What is needed.
Only an exact copy of the records, from the line with "Point to the stainless steel range" through the last line, is wanted.

Information given.
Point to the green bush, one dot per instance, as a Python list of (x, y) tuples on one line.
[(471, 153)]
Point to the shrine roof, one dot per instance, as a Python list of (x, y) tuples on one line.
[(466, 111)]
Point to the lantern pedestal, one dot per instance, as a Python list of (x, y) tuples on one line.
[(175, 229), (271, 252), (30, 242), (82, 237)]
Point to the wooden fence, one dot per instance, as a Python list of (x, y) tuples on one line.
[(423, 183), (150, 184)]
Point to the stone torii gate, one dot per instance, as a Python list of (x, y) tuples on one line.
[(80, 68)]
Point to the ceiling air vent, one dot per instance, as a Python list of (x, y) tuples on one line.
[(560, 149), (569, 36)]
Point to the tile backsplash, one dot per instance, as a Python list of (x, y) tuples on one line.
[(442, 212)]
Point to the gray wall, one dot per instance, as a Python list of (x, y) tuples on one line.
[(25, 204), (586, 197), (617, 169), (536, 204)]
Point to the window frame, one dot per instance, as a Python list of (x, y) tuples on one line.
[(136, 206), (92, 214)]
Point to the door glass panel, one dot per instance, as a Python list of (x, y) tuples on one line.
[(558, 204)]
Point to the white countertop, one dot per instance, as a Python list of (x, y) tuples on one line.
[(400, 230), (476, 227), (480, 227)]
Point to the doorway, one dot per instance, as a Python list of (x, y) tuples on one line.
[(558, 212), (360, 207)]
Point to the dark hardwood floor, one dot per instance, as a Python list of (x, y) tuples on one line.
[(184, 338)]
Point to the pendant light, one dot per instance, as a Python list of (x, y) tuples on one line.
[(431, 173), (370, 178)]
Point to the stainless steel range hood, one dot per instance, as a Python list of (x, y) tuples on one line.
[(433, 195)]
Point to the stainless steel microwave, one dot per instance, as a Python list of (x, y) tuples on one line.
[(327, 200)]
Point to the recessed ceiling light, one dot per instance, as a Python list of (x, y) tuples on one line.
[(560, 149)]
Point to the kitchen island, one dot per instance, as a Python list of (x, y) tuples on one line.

Written solution.
Point to the stainless steel range hood, one dot per instance, as a Python list of (x, y) tuples on one line.
[(433, 195)]
Point to the stainless steel microwave, one dot per instance, as a Python list of (x, y) tuples on one line.
[(327, 200)]
Point to the recessed ceiling light, one dot per instance, as a Python list of (x, y) tuples on one line.
[(560, 149)]
Point to the kitchen island, one dot per instance, as a Python list of (x, y) tuples on one line.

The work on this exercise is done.